_Selected text:_
====

As far as I am concerned I appreciate the „performance increase“ the A26 brings along.
The entire automatic unit was newly developed at Damasko and a new efficient bidirectional pawl winding with 2 ceramic ball bearings to increase winding efficiency was added. 
Components made of brass which are commonly known for 2824, 2836 failures have been replaced with hardened steel parts. The balance bridge seems to be a robust part as well. 
The components will ensure longevity: They are hardened, free from wear and do not require any lubricants or oils. 
I see the price increase justified by the raised quality and longevity of the movements.


----------



## LosAngelesTimer

pizza_dog said:


> Hmm I really want a center-minutes chrono but I wish the 72 had a bit more flair. Surprised at no colored hands. I might bite on a white dial later.


You can always order colored hands. That's one of the reasons I love Damasko.


----------



## Rolexplorer

StufflerMike said:


> As far as I am concerned I appreciate the „performance increase" the A26 brings along.
> The entire automatic unit was newly developed at Damasko and a new efficient bidirectional pawl winding with 2 ceramic ball bearings to increase winding efficiency was added.
> *Components made of brass which are commonly known for 2824, 2836 failures have been replaced with hardened steel parts.* The balance bridge seems to be a robust part as well.
> The components will ensure longevity: They are hardened, free from wear and do not require any lubricants or oils.
> I see the price increase justified by the raised quality and longevity of the movements.


This.
As bolded above --- with the durable A26 series, you can hand-wind them with no damage, unlike the ETA's. IMHO, ETA movement brass gearing that can be damaged by 'hand-winding' is a terrible design to begin with. I, at some point (IF I ever owned an ETA, which I will not), would eventually get fully hand-wound out of habit. Ooops! I do not need to add that to my worry list.

So happy that Damasko decided to create their own durable movement, and the increased cost and features of the A26 (IMHO) are more than justified, as Mr. Stuffler has indicated.
And besides -- With Damasko you always get MORE than you pay for anyway, so I for one do not care if the costs increase. I will always gladly pay for quality; it is almost always worth it.


----------



## Tom

StufflerMike said:


> As far as I am concerned I appreciate the „performance increase" the A26 brings along.
> The entire automatic unit was newly developed at Damasko and a new efficient bidirectional pawl winding with 2 ceramic ball bearings to increase winding efficiency was added.
> Components made of brass which are commonly known for 2824, 2836 failures have been replaced with hardened steel parts. The balance bridge seems to be a robust part as well.

====

_Material supplied:_
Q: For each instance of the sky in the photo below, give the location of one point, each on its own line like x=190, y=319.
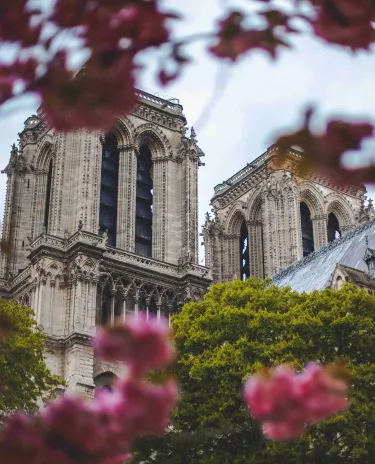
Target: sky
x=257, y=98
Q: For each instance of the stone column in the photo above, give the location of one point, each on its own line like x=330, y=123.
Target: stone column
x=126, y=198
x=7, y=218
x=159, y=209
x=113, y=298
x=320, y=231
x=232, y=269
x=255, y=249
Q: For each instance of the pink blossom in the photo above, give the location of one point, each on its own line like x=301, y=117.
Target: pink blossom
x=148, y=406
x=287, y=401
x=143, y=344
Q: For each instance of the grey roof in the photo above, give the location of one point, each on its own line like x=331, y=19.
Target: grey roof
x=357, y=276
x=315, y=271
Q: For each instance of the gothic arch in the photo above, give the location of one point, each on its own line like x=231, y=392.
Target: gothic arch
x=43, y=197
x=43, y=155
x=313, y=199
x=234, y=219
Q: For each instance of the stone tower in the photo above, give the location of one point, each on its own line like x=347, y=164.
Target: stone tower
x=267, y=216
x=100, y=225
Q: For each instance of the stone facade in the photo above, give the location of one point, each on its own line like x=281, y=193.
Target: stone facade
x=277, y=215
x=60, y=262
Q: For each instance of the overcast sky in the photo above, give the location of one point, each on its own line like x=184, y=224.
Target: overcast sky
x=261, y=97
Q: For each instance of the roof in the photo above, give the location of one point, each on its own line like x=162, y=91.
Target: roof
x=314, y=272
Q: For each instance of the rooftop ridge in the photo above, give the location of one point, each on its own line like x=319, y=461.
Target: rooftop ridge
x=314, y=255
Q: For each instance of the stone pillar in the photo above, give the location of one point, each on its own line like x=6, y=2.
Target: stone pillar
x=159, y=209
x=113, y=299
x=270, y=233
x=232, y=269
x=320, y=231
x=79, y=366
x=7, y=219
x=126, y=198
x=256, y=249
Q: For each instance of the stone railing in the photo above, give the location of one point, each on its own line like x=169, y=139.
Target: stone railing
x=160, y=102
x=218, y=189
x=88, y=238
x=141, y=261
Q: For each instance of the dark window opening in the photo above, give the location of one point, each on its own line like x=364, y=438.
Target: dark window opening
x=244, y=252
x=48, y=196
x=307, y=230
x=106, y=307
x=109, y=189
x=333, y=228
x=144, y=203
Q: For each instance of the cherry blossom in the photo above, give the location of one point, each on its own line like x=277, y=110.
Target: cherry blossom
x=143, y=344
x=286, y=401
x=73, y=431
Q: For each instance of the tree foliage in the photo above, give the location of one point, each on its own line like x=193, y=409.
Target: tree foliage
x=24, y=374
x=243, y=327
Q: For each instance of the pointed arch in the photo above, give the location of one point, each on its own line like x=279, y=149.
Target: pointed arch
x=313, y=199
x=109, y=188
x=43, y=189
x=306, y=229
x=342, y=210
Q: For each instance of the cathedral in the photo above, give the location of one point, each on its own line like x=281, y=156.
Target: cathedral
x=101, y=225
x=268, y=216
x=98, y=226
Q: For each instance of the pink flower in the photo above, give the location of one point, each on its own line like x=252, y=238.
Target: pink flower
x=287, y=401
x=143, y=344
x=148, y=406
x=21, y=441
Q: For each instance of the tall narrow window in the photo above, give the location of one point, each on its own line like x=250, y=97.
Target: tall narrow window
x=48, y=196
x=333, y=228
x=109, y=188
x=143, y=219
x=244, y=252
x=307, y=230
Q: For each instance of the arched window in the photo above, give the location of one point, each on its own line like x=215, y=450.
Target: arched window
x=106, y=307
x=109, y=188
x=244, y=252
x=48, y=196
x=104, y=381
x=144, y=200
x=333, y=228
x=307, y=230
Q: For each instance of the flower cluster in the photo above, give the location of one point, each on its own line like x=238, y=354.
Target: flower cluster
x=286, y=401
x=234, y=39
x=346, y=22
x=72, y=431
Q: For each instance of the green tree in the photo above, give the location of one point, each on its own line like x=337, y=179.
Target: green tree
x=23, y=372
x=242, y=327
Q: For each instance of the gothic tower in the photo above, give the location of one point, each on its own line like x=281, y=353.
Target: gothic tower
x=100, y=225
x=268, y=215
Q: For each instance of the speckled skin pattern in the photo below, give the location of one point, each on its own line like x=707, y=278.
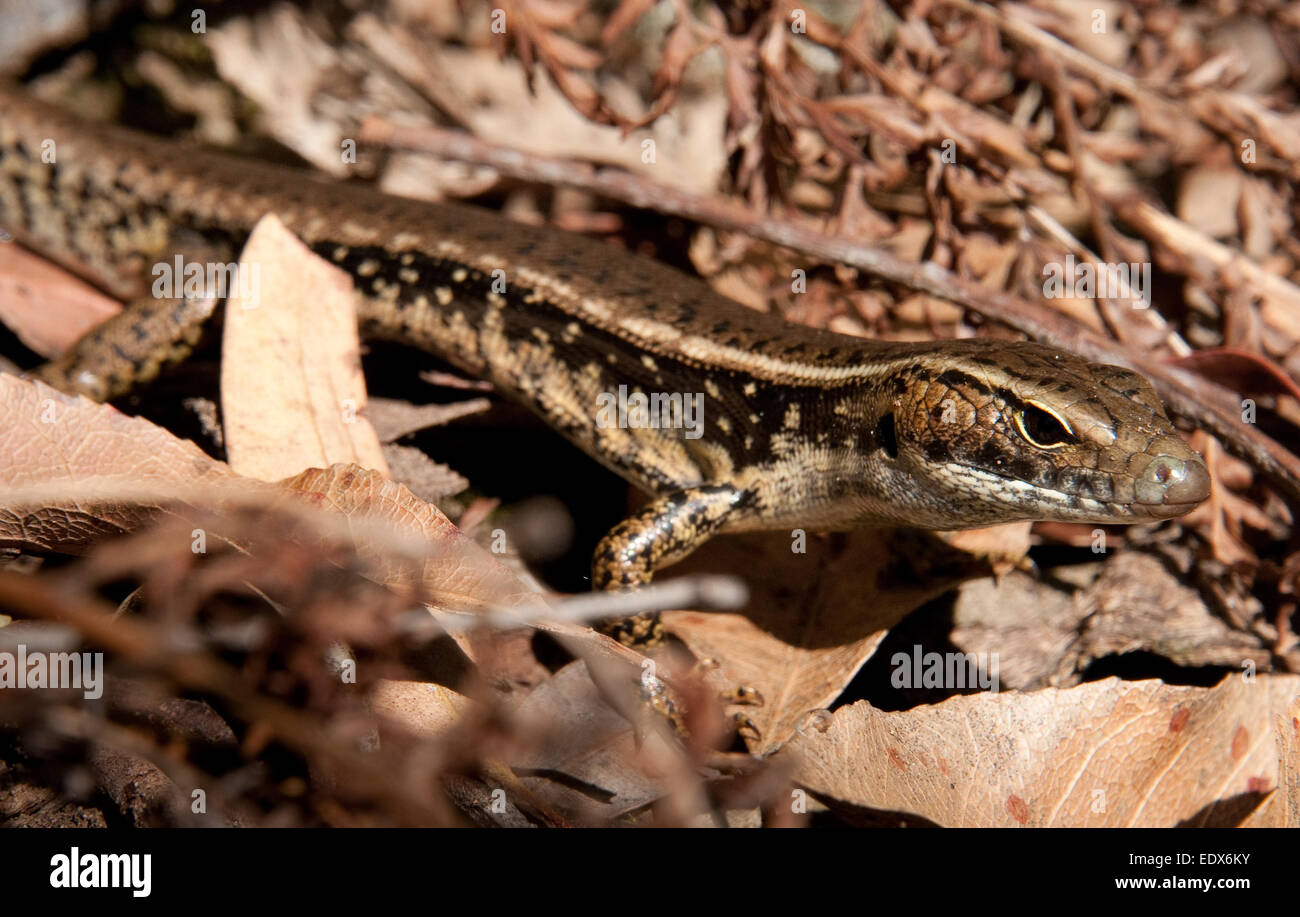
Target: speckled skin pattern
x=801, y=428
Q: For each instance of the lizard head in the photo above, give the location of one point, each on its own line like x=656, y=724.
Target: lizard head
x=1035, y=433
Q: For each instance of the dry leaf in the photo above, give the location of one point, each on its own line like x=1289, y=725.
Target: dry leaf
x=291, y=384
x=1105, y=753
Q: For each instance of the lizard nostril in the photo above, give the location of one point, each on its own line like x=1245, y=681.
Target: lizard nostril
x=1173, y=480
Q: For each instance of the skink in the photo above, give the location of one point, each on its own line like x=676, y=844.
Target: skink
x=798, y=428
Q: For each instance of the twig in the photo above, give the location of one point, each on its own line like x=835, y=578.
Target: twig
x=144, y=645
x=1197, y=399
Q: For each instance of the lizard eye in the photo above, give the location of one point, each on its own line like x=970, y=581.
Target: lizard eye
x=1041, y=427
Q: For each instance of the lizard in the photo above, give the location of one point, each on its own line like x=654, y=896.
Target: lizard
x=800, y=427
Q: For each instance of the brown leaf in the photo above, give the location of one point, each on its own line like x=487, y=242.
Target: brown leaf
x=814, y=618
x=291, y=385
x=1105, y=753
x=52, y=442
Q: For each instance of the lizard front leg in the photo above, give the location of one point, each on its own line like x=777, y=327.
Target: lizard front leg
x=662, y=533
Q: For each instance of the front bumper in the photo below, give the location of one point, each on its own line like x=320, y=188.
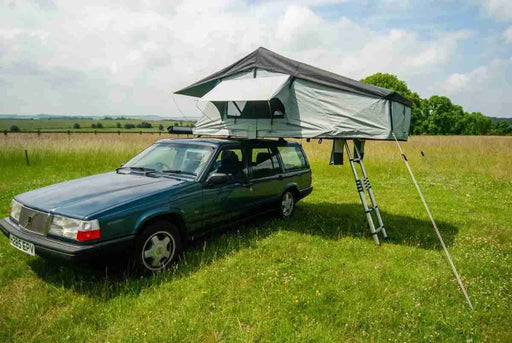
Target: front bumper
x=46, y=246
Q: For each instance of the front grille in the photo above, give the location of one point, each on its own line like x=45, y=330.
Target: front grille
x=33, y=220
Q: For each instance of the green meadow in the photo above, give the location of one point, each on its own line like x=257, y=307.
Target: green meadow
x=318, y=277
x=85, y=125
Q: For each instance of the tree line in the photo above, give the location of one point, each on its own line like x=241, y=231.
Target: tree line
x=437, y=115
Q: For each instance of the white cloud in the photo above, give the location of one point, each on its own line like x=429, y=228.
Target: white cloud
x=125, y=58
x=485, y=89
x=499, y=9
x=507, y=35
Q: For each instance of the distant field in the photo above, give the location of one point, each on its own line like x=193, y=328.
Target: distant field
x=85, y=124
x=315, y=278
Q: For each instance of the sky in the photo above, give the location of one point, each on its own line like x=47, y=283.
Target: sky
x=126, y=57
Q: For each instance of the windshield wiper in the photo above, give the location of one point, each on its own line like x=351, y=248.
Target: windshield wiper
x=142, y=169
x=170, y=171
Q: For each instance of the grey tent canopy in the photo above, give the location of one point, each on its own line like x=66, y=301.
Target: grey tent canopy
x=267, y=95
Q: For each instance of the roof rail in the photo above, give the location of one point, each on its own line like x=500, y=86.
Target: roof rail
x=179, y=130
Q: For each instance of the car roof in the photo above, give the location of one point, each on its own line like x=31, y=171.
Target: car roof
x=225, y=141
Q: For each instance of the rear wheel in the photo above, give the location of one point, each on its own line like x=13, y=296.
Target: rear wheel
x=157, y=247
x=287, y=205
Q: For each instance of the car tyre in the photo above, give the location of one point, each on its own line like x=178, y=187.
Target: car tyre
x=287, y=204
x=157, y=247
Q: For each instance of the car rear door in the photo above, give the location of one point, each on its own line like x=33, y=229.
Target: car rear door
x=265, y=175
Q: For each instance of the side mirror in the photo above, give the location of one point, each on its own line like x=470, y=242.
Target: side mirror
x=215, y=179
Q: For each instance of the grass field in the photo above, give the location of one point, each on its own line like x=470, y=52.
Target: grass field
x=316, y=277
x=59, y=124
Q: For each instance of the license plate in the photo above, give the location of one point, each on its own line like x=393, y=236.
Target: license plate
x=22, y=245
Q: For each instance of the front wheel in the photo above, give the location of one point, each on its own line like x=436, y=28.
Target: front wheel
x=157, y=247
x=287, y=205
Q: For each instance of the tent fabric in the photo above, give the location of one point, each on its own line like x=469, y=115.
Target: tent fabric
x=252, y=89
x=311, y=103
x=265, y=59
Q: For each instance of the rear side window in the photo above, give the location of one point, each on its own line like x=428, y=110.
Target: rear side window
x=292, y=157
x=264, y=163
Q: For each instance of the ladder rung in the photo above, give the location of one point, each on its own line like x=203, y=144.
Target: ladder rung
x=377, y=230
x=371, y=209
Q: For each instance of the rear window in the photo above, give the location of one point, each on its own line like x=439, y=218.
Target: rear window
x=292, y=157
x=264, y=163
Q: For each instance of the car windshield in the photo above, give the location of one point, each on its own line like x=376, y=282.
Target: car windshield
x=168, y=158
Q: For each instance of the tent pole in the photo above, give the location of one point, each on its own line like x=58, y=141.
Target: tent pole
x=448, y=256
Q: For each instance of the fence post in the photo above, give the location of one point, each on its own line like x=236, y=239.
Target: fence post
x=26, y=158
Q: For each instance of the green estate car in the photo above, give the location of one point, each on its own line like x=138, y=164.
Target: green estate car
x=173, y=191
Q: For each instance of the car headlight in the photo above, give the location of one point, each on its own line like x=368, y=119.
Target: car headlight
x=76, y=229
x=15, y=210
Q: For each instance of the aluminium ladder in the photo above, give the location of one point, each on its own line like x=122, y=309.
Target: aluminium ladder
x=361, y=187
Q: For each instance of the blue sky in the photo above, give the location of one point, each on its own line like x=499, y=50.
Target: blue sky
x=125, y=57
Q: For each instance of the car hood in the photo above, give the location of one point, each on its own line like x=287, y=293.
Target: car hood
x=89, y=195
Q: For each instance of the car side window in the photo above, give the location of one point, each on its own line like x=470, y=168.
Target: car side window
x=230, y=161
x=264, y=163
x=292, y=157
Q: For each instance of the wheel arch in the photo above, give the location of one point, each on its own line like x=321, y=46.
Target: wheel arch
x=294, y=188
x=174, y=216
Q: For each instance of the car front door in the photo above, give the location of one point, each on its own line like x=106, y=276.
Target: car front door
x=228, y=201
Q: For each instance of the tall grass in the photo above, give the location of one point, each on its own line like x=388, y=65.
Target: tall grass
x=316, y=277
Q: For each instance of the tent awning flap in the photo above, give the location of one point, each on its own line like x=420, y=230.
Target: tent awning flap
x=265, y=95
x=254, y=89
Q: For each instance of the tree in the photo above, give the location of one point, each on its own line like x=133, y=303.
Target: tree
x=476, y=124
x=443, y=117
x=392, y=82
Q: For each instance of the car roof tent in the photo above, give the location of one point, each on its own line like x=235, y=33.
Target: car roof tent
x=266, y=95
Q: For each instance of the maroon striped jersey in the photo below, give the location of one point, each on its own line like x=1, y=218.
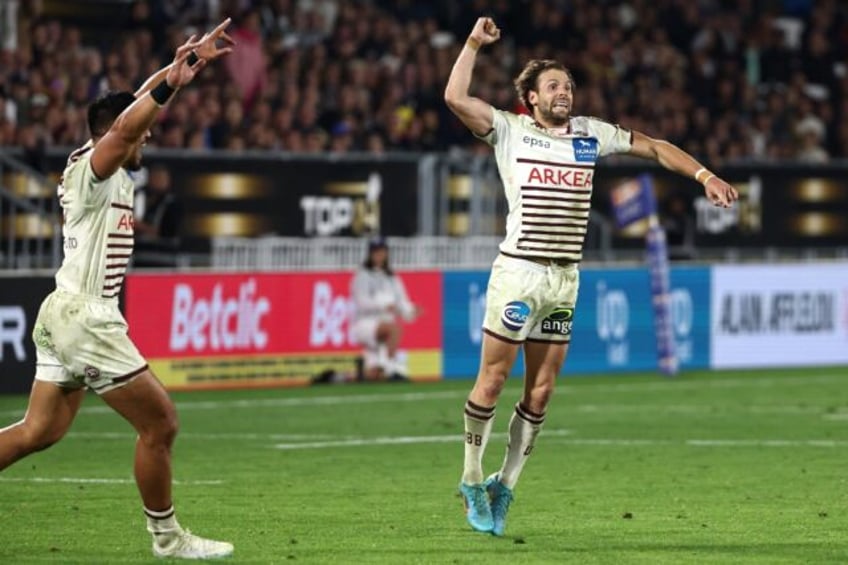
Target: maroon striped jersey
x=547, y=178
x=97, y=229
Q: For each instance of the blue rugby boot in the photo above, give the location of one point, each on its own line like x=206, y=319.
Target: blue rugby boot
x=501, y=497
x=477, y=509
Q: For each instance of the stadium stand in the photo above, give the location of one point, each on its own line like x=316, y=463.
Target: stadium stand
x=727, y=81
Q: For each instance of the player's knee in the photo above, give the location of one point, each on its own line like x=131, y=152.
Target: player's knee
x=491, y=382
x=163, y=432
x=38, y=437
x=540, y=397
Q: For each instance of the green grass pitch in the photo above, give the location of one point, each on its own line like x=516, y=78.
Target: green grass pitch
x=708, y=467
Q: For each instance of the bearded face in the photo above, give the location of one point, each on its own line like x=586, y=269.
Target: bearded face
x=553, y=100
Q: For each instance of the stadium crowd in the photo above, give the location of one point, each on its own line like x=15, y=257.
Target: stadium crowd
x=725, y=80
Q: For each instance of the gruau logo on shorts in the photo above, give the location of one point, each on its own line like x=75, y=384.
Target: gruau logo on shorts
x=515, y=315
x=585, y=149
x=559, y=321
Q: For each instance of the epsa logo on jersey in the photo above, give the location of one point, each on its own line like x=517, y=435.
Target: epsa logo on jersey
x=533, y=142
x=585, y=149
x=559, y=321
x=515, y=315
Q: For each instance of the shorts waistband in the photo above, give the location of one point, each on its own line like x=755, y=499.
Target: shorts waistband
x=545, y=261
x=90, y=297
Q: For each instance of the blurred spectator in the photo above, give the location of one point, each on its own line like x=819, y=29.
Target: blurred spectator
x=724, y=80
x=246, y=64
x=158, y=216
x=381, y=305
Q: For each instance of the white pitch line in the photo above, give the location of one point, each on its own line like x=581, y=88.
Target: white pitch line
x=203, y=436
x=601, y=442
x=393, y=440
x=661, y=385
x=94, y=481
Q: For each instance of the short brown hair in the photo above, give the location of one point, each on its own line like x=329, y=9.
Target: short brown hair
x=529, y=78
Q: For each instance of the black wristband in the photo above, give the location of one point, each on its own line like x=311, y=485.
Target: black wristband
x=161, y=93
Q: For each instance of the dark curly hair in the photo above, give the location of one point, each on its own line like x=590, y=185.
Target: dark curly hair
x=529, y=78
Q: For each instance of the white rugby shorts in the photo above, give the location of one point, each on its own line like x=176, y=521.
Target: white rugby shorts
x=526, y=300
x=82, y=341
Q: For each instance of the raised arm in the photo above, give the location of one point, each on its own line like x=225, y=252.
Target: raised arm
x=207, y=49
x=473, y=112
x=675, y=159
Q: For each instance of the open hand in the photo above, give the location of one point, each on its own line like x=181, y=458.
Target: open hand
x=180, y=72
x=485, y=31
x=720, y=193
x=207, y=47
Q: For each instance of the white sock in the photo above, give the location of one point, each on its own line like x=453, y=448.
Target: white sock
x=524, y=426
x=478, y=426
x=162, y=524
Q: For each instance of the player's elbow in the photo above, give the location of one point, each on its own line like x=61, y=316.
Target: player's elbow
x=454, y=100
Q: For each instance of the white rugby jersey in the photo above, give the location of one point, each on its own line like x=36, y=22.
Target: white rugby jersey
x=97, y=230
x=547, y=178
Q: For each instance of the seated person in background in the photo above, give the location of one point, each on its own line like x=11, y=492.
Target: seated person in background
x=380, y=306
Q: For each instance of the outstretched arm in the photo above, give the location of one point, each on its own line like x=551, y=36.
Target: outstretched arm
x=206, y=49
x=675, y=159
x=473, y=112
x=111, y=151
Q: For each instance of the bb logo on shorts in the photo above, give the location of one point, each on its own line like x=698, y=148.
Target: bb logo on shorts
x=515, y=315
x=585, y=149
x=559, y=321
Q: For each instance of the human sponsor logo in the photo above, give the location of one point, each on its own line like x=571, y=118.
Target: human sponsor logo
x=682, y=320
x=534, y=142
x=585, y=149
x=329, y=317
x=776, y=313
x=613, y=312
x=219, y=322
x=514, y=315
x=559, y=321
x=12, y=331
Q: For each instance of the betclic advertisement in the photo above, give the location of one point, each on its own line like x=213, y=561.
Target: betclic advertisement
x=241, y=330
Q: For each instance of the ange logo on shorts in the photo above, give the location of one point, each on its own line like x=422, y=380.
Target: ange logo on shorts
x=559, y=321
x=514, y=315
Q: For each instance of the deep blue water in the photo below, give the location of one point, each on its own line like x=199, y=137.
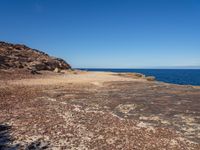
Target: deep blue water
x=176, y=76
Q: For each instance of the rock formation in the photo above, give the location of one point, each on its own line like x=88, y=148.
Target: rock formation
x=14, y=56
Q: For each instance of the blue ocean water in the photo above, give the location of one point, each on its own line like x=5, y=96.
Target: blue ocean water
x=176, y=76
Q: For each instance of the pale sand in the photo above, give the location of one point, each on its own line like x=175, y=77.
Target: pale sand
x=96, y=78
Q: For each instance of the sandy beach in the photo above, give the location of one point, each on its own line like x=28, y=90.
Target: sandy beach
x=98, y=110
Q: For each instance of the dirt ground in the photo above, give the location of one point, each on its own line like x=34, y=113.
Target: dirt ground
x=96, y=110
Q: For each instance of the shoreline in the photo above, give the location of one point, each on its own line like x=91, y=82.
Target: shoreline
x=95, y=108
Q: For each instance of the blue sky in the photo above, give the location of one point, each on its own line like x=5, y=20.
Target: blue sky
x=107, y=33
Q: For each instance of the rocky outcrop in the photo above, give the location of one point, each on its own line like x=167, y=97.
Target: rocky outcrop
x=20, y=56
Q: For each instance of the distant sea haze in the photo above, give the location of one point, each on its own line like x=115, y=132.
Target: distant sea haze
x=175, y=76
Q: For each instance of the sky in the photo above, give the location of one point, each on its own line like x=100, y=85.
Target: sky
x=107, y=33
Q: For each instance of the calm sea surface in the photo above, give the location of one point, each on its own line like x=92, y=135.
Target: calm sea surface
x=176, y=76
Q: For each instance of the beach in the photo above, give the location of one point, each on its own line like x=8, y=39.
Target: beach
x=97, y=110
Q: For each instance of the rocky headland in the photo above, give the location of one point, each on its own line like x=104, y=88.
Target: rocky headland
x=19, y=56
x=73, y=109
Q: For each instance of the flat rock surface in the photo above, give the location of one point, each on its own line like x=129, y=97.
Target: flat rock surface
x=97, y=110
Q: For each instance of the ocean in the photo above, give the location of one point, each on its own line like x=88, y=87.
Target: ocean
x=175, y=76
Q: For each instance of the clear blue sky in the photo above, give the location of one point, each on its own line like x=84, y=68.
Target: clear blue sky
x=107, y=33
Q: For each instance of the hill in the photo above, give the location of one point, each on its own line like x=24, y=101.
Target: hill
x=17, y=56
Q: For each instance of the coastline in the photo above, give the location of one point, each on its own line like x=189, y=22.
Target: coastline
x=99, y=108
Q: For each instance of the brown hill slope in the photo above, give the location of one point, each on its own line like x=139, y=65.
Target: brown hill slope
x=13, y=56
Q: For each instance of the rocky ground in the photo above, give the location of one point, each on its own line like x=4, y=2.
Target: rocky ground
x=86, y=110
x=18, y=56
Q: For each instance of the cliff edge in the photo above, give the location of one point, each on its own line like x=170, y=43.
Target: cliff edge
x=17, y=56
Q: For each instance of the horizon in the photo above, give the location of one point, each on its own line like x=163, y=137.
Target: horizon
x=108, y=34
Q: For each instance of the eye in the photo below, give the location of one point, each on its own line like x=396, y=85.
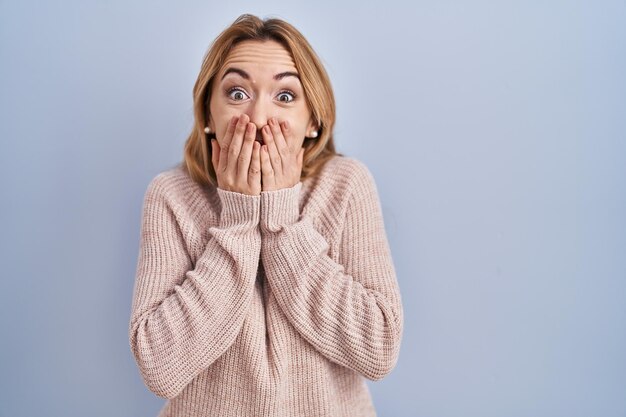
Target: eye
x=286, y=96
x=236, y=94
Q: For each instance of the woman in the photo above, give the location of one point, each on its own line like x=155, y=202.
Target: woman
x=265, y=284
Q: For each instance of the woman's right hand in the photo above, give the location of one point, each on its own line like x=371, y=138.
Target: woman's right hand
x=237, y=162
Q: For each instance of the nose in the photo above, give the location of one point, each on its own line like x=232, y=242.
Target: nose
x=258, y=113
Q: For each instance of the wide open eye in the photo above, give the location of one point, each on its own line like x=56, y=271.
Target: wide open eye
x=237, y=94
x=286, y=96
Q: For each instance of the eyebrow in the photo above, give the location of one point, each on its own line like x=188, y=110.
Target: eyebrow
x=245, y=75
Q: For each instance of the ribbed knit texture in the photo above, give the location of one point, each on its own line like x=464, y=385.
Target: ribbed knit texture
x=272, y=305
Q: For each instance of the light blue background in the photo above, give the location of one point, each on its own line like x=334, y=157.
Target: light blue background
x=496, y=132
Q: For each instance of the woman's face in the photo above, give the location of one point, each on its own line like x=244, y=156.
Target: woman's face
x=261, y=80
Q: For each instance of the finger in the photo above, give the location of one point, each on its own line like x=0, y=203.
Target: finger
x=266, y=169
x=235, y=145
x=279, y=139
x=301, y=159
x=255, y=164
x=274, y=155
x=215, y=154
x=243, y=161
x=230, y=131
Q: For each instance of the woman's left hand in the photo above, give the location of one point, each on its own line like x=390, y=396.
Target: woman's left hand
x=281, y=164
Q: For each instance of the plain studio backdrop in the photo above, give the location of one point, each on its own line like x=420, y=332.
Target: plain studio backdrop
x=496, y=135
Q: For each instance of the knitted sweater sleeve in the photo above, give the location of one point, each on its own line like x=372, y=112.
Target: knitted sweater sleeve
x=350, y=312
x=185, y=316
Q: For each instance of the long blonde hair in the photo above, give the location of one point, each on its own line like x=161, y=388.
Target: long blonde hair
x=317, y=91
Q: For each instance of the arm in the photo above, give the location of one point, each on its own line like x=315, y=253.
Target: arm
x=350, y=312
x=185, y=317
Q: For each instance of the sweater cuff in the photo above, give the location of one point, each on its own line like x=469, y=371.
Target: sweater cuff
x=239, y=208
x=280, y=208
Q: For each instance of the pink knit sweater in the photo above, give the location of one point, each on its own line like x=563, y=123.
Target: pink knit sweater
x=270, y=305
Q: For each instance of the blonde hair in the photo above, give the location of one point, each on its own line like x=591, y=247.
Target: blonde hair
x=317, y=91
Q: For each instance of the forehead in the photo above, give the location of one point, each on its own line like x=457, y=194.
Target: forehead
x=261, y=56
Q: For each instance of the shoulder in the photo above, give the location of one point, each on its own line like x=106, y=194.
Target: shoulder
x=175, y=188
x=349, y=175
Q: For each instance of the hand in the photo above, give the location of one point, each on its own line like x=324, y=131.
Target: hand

====

Reproduce the Damasko A26 thread verbatim, everything from "So happy that" down to "always worth it.". Rely only on the Damasko A26 thread and not on the material.

So happy that Damasko decided to create their own durable movement, and the increased cost and features of the A26 (IMHO) are more than justified, as Mr. Stuffler has indicated.
And besides -- With Damasko you always get MORE than you pay for anyway, so I for one do not care if the costs increase. I will always gladly pay for quality; it is almost always worth it.